**Location labeling records:**
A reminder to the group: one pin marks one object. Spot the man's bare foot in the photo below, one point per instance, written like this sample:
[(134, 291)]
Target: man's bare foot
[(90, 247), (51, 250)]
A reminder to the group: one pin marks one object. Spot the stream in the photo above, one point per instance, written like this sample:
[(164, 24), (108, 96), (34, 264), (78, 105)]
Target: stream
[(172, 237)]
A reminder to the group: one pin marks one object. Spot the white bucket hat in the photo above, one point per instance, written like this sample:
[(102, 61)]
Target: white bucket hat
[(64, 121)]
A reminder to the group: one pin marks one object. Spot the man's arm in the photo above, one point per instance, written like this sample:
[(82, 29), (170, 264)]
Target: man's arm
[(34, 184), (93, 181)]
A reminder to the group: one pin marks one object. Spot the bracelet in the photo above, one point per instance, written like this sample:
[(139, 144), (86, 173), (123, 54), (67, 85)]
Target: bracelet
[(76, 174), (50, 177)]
--
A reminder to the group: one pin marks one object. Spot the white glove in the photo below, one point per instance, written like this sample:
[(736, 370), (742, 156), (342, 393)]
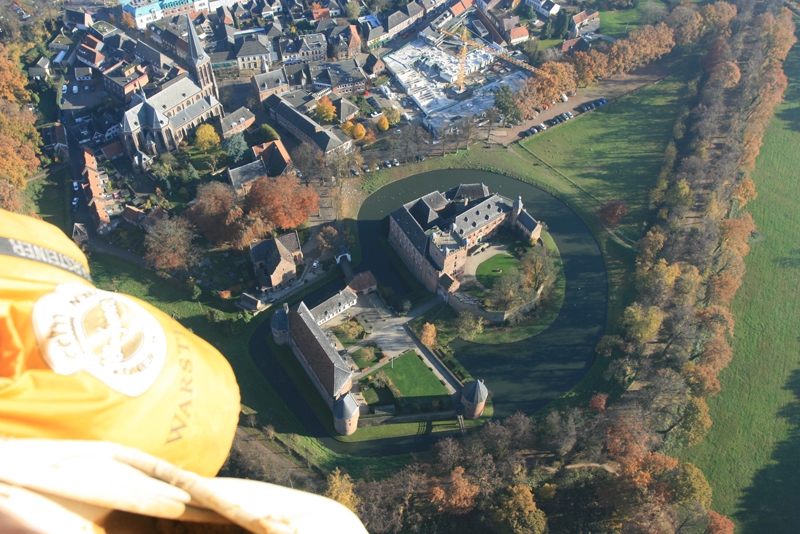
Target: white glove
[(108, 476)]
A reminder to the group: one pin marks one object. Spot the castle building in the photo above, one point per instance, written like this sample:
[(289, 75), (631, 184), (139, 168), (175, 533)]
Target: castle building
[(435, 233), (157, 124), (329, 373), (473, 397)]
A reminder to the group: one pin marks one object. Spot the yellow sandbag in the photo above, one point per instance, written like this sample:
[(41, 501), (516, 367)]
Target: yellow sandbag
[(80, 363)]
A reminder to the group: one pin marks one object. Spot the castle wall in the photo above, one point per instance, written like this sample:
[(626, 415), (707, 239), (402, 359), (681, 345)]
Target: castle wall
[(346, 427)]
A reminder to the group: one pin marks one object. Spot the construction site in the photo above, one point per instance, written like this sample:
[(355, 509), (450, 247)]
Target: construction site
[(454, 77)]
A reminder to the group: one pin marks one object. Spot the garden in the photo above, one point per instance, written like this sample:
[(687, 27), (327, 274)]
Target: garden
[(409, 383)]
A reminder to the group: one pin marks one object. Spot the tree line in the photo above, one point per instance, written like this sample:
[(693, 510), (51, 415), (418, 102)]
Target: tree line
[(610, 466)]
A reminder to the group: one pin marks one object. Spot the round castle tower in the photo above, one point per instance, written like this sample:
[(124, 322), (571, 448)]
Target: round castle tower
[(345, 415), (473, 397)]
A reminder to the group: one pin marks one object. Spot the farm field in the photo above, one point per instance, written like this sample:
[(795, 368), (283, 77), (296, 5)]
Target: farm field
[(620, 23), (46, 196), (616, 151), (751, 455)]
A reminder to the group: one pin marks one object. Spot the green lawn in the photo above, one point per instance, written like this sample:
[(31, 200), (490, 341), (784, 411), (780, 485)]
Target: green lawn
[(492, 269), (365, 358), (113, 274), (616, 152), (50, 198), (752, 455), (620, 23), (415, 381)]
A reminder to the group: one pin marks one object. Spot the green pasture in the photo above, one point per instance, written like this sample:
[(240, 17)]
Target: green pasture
...
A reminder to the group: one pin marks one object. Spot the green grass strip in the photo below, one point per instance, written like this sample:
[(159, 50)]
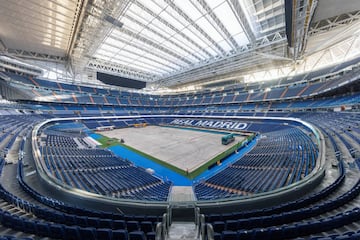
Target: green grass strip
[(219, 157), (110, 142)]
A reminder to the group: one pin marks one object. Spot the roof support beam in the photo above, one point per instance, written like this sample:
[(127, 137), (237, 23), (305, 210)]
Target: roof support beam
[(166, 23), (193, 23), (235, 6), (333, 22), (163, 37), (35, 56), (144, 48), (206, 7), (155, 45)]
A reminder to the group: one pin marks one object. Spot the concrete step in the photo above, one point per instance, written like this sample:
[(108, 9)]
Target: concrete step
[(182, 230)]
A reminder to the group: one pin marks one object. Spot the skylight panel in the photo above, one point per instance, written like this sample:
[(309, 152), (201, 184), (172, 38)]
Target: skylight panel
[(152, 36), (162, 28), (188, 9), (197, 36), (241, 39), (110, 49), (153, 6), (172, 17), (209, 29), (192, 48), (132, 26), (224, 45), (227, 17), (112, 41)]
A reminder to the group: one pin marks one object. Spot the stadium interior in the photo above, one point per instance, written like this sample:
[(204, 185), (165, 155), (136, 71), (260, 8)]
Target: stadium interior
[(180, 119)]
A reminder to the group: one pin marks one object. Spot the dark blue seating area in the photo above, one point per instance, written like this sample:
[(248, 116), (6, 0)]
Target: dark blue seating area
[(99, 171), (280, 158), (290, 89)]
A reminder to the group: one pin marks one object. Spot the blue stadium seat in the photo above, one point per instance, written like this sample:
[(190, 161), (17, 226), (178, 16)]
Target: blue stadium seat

**Aim:** Express everything from the line containing "the man's bare" down to the line containing "[(90, 247), (51, 250)]" as a Markdown table with the columns Row and Line, skipping blank lines.

**Written reply:**
| Row | Line |
|---|---|
| 1 | A reminder to the group: one pin marks one object. Spot the man's bare foot in the photo below, one point per instance, written like this sample: |
| 2 | [(134, 291)] |
| 3 | Target: man's bare foot |
| 4 | [(90, 247), (51, 250)] |